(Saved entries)
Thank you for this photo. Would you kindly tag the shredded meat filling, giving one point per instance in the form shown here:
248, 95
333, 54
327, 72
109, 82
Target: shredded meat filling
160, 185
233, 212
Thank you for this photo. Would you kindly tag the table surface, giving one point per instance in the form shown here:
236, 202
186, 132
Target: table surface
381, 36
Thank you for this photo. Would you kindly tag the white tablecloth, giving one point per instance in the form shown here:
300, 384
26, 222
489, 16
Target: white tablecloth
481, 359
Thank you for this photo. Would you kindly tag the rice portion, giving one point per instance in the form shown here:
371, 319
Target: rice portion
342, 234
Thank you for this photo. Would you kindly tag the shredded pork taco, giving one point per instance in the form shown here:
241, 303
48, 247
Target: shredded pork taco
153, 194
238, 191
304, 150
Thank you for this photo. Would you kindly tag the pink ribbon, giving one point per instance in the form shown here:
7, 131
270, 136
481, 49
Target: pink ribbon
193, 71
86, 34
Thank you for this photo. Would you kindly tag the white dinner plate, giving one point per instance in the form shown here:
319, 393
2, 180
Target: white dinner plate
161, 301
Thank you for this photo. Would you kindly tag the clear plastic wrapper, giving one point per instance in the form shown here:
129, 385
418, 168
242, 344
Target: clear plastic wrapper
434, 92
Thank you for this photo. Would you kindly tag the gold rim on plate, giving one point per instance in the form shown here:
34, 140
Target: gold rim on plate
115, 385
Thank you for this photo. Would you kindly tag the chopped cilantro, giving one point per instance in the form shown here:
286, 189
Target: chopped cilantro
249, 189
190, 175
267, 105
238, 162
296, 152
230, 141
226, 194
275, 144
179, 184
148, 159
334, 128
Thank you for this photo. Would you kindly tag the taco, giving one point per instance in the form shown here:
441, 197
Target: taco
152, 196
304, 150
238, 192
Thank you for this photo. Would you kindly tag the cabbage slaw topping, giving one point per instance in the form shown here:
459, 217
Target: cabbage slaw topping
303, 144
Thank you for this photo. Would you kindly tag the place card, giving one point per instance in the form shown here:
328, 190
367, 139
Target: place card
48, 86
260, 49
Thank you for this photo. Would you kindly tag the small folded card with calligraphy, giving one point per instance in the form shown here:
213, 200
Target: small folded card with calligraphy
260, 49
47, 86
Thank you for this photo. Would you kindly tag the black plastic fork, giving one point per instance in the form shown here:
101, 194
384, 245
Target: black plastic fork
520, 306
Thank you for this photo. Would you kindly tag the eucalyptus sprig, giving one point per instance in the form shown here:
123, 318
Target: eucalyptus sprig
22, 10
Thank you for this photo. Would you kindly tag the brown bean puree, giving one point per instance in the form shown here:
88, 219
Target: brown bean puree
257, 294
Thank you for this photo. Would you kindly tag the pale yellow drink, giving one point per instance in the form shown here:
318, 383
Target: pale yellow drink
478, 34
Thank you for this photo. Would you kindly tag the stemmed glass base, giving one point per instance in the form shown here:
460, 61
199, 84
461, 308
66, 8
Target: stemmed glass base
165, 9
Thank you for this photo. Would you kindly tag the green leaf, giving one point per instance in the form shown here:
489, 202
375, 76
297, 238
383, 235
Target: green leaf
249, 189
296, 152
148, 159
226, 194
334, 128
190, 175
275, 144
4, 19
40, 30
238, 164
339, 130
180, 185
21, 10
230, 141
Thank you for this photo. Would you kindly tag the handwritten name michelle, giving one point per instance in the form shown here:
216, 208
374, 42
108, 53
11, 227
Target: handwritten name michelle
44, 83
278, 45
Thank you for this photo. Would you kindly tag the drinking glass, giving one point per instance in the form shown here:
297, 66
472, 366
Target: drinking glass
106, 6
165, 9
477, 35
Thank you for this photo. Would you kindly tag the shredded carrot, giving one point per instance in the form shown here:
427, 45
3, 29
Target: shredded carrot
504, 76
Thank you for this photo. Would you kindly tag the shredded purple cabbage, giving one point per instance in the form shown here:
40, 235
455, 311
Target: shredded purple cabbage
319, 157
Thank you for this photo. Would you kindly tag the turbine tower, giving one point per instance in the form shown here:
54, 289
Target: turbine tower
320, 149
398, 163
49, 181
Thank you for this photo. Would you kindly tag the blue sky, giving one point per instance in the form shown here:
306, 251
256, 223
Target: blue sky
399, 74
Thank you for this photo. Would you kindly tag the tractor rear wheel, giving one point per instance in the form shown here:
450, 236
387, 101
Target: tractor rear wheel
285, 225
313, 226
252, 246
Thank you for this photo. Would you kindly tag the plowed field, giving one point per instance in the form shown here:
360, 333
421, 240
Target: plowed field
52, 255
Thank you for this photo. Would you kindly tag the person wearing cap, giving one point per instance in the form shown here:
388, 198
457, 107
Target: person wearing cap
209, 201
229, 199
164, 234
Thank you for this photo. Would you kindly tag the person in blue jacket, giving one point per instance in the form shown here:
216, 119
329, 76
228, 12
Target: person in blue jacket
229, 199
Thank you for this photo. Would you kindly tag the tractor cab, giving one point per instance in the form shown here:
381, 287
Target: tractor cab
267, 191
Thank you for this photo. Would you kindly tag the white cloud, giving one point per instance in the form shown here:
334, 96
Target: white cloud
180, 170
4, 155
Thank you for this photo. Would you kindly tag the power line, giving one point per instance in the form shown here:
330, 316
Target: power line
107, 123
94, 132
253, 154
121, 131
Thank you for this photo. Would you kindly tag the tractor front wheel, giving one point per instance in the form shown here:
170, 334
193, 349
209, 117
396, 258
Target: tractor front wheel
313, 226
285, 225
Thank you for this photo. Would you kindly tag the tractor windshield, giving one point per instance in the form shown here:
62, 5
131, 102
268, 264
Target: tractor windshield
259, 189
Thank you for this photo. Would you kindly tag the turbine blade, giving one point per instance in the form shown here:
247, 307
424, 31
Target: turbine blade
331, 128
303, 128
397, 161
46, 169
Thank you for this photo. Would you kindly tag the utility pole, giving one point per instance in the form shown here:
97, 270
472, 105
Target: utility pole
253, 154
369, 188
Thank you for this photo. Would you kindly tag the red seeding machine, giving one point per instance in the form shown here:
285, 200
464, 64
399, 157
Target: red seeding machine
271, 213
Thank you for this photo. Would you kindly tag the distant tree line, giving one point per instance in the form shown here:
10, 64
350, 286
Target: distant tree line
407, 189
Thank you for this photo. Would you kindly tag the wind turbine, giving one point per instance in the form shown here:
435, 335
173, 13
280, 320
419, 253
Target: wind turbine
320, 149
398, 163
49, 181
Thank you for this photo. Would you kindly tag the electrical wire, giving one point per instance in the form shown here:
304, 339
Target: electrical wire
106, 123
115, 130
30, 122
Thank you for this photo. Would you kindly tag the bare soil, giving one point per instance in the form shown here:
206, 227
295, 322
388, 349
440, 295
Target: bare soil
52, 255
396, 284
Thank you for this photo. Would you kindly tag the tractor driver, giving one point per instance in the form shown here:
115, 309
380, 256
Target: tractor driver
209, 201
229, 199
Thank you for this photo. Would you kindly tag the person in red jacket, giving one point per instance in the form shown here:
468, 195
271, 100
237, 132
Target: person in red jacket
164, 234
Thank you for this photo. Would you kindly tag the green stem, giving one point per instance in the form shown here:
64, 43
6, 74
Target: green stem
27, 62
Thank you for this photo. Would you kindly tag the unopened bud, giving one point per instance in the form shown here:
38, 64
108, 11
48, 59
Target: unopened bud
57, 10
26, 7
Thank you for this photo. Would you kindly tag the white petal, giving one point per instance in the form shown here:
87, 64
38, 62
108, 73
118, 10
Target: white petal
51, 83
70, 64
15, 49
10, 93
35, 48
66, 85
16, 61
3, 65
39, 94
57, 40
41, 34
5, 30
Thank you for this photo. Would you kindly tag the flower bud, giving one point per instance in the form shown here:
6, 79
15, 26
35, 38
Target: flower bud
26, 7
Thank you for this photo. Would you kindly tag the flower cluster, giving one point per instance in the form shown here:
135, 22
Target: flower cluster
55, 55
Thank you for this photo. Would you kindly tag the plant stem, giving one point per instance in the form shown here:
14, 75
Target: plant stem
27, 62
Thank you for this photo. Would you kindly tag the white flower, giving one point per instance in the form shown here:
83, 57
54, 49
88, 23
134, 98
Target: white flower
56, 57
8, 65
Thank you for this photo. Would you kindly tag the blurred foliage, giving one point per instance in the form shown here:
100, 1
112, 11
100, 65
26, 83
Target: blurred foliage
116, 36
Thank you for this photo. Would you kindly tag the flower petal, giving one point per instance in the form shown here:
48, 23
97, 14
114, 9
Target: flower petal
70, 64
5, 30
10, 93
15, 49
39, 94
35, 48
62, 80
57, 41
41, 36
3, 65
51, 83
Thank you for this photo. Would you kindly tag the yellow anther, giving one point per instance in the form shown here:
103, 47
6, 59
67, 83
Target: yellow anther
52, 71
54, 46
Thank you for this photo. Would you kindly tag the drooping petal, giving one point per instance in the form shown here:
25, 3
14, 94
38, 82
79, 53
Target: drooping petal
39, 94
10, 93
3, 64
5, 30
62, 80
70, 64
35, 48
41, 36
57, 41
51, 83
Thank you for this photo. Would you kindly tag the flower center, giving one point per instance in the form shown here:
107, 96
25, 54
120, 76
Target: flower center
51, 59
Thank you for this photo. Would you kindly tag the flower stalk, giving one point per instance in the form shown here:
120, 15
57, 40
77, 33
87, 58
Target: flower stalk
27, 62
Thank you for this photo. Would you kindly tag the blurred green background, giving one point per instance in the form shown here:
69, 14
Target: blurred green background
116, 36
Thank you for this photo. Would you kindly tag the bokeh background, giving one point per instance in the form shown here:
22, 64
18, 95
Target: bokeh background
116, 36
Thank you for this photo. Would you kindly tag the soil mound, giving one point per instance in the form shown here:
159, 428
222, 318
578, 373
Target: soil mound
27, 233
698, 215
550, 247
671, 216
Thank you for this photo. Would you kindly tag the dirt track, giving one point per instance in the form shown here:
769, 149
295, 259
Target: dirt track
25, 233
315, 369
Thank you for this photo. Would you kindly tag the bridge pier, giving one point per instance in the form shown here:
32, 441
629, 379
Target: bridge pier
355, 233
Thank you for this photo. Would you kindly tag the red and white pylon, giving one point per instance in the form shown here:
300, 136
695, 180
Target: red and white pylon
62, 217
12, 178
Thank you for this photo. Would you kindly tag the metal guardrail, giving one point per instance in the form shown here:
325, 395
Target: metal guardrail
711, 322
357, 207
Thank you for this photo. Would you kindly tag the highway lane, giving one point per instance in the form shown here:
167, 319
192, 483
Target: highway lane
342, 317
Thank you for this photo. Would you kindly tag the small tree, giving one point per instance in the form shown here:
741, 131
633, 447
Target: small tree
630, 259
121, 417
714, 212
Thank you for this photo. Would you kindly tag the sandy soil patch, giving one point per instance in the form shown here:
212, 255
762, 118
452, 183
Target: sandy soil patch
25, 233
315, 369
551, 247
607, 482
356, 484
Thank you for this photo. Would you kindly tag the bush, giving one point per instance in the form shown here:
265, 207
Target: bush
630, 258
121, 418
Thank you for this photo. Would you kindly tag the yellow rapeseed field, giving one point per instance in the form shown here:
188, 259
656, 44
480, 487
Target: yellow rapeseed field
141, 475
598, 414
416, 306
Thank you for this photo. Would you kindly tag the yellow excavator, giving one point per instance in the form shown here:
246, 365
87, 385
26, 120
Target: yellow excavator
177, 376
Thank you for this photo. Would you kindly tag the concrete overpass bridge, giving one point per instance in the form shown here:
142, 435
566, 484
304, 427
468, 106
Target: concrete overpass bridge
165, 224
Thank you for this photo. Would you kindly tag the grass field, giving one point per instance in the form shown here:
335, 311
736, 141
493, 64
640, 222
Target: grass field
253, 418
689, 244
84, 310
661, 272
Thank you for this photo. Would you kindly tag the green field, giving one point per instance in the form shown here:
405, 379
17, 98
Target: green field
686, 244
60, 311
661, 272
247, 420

Brief: Retype exactly. Start at the line with "yellow excavator, giving" and stop at the last line of the data.

Response to this task:
Thank you for this photo. Would you kindly tag the yellow excavator, giving one point per instance in the form shown here:
246, 365
87, 385
26, 120
Target: yellow excavator
177, 376
Thank you for this photo. Would you kindly tag the concrete overpass bridge, giving one point per instance in the form shown here:
142, 435
566, 484
304, 427
468, 106
Target: concrete overpass bridge
165, 224
Thank you for this photo. Would you kindly tag the grass field, giving one point per instance in the form shown here:
335, 311
736, 141
493, 64
640, 222
Target: grass field
253, 418
689, 244
84, 310
661, 272
Thank you for this photo. Would you kindly tag the green field, giving one point per instance in the form shown here:
405, 379
17, 98
Target: green field
686, 244
60, 311
661, 272
247, 420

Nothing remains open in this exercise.